What is required ▸ Please set out the listing below, from the line with "window, then give the position of each instance." to the end of the listing, as a Markdown table with a No. column for the row number and a Text column for the line, skipping any blank lines.

Raw data ▸
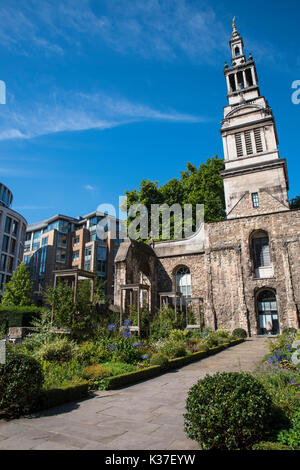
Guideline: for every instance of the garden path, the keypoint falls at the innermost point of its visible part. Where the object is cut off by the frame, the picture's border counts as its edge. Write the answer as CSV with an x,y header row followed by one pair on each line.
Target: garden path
x,y
148,415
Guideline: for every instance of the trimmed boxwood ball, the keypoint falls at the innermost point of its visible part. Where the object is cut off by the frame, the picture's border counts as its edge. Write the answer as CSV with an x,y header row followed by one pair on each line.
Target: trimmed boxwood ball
x,y
21,381
239,333
227,411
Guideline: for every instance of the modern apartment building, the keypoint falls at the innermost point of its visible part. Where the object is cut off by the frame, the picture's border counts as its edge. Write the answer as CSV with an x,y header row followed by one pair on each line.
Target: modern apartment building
x,y
12,236
63,242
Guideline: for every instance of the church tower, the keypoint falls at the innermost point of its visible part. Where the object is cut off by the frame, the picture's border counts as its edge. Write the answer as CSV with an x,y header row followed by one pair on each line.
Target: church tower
x,y
255,177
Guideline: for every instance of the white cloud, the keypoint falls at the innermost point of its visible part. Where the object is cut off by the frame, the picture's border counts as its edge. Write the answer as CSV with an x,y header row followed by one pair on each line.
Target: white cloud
x,y
97,111
150,28
89,187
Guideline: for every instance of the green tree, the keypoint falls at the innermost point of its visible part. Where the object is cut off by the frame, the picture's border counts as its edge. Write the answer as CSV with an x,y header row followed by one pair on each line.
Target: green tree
x,y
61,301
18,290
295,203
203,185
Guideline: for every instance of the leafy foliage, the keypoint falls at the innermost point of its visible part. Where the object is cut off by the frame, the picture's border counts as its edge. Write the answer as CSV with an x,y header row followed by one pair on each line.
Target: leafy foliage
x,y
21,381
202,185
227,411
18,290
295,203
239,333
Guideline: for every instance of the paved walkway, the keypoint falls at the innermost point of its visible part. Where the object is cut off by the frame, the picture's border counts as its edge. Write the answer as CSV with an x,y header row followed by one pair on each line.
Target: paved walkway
x,y
148,415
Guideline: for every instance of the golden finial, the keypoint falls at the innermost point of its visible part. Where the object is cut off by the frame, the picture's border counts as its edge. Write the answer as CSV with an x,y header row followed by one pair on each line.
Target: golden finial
x,y
233,24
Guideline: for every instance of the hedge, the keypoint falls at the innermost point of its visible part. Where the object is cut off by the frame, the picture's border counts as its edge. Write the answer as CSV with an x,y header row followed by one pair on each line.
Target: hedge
x,y
64,394
18,316
131,377
150,372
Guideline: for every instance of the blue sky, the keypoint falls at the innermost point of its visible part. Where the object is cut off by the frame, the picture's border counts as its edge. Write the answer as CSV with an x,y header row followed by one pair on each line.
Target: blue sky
x,y
104,93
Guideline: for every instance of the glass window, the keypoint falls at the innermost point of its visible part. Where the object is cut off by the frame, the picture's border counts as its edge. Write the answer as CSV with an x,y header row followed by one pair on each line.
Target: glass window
x,y
3,262
37,235
5,242
101,252
261,252
45,241
183,281
255,200
10,261
7,224
12,246
27,260
15,226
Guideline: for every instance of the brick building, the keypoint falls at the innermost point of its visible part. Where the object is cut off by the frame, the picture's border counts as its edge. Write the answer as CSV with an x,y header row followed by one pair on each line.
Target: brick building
x,y
243,271
63,242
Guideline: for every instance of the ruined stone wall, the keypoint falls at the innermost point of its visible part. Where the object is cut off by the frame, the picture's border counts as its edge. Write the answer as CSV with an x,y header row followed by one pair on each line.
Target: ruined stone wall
x,y
223,275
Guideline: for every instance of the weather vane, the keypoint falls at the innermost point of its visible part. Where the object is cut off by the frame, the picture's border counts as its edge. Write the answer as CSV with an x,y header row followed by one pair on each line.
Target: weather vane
x,y
233,23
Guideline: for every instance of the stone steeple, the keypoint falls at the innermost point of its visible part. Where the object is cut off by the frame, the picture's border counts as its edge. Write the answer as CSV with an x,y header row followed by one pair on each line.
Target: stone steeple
x,y
255,178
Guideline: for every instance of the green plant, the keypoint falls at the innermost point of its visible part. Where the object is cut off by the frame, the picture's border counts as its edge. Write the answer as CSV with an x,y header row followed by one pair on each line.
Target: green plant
x,y
277,383
196,345
17,291
173,349
62,394
21,381
269,445
159,359
227,411
291,437
178,335
57,374
61,349
239,333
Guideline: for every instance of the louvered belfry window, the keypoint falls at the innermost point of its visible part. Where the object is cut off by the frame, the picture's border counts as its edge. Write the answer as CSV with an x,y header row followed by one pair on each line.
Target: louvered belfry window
x,y
248,141
258,140
261,251
239,145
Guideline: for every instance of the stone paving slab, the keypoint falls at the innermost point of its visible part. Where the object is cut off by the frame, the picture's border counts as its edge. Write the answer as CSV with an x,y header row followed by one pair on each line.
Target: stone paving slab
x,y
146,416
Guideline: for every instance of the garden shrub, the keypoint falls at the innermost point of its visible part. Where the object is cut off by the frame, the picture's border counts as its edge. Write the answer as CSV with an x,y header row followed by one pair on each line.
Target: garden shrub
x,y
239,333
211,339
278,384
63,394
159,359
178,335
21,381
59,349
227,411
61,373
291,437
269,445
289,331
196,345
173,349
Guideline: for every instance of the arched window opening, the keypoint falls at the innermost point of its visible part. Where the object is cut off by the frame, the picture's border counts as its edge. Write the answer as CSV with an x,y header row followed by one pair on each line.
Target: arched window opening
x,y
267,313
261,254
183,282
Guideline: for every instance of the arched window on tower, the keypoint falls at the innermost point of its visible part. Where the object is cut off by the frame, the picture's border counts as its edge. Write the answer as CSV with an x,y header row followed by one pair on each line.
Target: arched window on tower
x,y
267,312
261,255
183,282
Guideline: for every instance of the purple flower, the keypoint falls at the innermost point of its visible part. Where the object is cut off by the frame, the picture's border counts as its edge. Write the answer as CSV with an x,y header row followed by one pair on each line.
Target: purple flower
x,y
145,356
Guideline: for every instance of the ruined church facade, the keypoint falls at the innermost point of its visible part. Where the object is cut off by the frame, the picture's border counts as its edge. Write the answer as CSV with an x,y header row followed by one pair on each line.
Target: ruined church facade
x,y
245,270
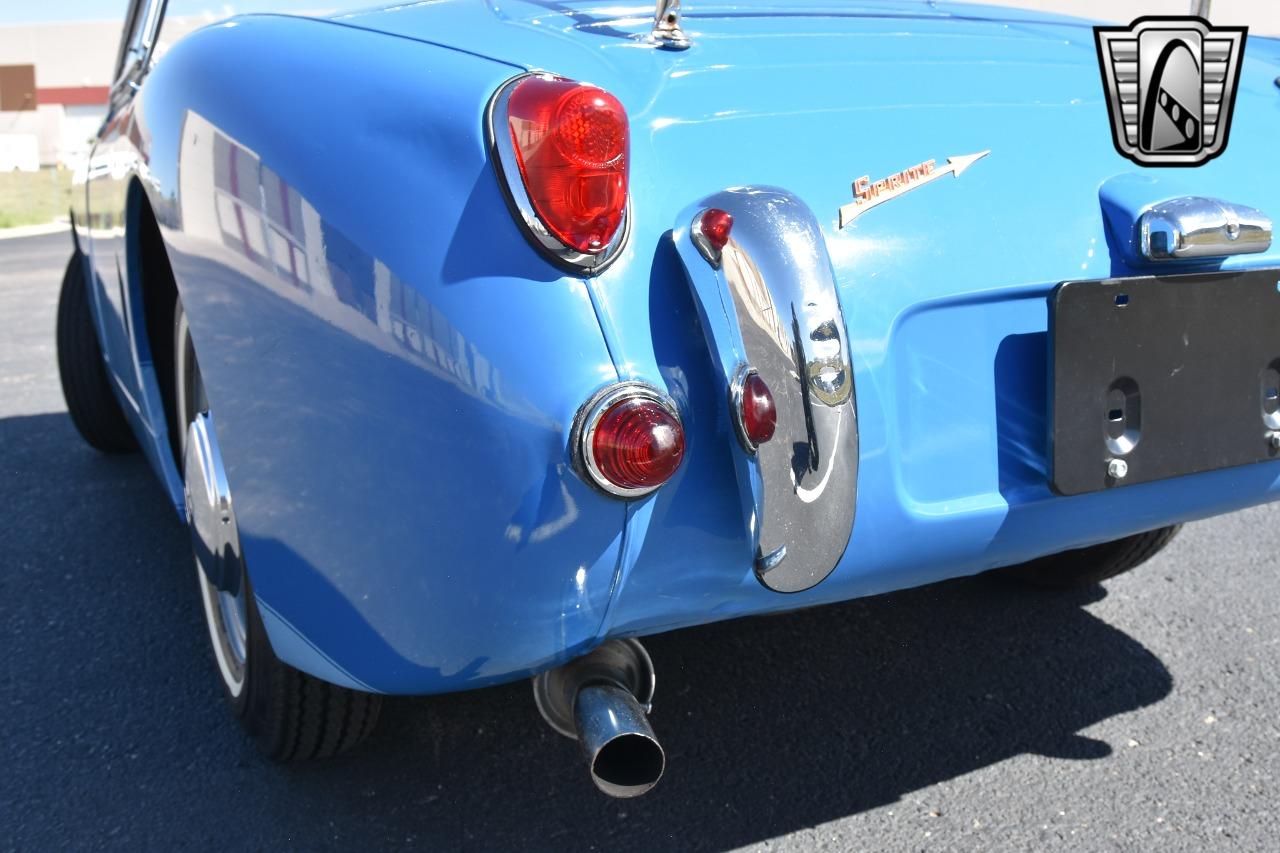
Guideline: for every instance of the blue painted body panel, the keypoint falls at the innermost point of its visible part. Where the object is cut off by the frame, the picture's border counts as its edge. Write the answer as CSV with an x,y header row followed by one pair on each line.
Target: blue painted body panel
x,y
394,369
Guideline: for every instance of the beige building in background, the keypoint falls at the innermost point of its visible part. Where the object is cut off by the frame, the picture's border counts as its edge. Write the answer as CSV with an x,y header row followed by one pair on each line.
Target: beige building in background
x,y
54,85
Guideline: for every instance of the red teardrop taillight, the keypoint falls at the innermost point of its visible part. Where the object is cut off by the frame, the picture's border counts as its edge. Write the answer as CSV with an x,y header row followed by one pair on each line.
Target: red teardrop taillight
x,y
570,147
630,439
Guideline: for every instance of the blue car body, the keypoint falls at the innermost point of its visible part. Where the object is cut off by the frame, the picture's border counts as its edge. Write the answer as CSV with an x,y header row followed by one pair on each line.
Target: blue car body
x,y
396,370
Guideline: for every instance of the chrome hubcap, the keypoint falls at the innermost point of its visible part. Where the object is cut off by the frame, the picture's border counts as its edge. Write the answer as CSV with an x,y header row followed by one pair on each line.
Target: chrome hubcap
x,y
211,519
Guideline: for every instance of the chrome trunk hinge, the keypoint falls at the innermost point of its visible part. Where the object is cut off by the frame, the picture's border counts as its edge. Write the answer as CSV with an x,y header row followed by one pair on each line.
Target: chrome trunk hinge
x,y
666,26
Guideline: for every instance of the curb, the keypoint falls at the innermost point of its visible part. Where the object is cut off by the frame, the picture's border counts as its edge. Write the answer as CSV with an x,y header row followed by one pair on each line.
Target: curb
x,y
35,231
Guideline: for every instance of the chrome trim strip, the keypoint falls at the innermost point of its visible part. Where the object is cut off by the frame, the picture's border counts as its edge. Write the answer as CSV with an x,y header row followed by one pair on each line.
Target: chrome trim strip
x,y
666,27
588,419
1194,227
785,322
534,228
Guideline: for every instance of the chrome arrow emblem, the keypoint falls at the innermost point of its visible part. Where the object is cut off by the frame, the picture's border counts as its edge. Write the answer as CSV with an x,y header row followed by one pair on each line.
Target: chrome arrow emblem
x,y
868,195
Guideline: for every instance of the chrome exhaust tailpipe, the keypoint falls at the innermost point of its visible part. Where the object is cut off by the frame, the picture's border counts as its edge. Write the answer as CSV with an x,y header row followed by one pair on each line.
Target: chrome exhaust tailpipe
x,y
621,749
602,701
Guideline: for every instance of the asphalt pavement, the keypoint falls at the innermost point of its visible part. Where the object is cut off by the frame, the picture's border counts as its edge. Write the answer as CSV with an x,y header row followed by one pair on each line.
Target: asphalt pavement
x,y
970,715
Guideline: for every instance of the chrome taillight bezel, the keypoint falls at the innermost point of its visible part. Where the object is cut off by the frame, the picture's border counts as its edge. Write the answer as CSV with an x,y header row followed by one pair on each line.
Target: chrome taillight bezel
x,y
539,236
588,419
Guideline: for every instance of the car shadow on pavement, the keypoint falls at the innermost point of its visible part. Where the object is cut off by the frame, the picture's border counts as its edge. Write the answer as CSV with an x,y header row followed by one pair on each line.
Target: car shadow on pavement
x,y
117,733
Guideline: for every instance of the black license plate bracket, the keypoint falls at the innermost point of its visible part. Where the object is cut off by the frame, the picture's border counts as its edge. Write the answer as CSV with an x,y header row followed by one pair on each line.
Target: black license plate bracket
x,y
1166,374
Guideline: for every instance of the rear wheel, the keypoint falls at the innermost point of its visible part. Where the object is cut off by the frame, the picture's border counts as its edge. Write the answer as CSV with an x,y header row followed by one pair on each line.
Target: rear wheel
x,y
90,398
289,714
1092,565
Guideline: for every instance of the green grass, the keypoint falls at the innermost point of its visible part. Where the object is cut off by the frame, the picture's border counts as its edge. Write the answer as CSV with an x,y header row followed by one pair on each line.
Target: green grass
x,y
33,197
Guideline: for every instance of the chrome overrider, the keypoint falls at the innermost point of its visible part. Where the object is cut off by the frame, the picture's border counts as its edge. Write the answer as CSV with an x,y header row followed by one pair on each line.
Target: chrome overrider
x,y
1192,227
787,325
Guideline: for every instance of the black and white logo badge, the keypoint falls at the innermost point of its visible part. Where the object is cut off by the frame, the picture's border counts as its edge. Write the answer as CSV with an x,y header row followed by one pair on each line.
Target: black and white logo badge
x,y
1170,86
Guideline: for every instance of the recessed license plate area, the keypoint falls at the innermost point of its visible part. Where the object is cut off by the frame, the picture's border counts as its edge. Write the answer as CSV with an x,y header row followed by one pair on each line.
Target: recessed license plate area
x,y
1162,375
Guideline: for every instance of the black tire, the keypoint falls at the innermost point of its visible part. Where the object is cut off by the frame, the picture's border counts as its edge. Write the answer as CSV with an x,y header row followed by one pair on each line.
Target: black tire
x,y
1092,565
86,387
291,715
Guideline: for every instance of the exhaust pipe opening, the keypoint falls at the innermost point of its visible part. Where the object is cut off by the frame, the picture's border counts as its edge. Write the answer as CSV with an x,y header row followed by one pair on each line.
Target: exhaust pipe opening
x,y
602,701
630,763
621,749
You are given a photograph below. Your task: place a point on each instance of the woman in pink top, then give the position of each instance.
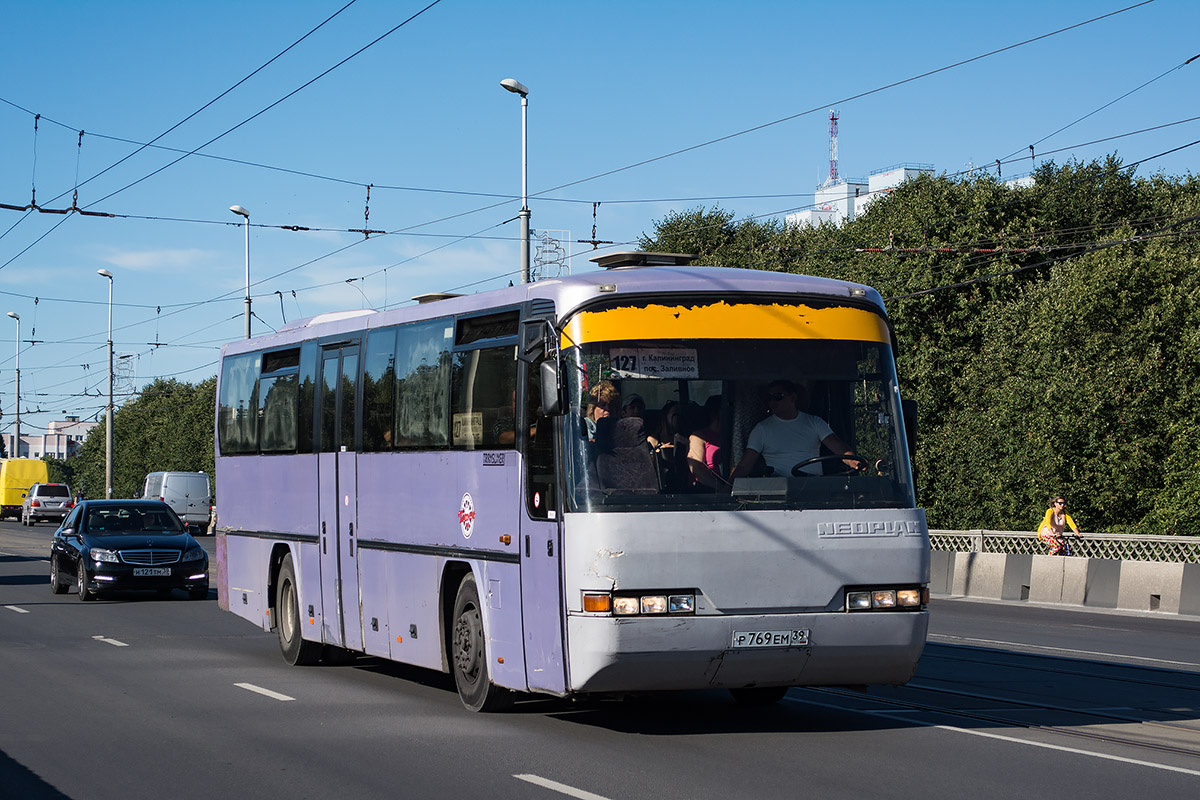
(703, 426)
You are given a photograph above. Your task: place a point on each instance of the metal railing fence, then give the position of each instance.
(1185, 549)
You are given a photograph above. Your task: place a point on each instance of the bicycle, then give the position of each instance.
(1059, 543)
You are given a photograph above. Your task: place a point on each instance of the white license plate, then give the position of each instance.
(796, 638)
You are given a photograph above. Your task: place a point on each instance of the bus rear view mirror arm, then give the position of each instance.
(551, 389)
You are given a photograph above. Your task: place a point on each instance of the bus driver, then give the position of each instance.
(790, 435)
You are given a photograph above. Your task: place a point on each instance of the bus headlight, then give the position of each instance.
(681, 603)
(624, 606)
(857, 601)
(648, 605)
(654, 605)
(883, 599)
(887, 599)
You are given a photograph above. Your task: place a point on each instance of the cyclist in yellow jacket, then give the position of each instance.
(1055, 524)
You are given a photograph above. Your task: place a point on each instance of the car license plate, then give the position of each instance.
(796, 638)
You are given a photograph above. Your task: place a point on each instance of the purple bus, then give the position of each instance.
(567, 487)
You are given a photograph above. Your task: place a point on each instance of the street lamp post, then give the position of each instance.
(243, 212)
(517, 88)
(16, 437)
(108, 410)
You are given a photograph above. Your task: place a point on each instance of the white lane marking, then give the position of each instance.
(1015, 740)
(562, 788)
(265, 692)
(107, 641)
(1047, 647)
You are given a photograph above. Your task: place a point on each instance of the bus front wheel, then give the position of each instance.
(297, 651)
(468, 654)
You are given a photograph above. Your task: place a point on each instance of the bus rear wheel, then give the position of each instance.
(759, 696)
(297, 651)
(468, 654)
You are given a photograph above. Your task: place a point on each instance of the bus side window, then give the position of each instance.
(483, 398)
(539, 449)
(378, 390)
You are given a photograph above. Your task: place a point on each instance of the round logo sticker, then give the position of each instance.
(467, 515)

Output of the exercise ▸
| No. | Text |
|---|---|
| 1 | You are given a photograph above. Your task: place a point on each instance of the bus side window, then give the position of each instance. |
| 2 | (483, 398) |
| 3 | (539, 449) |
| 4 | (378, 390) |
| 5 | You are given a photograph above. Your task: place a point on each instance of the round logo sticker, then give the position of each instance. |
| 6 | (467, 515) |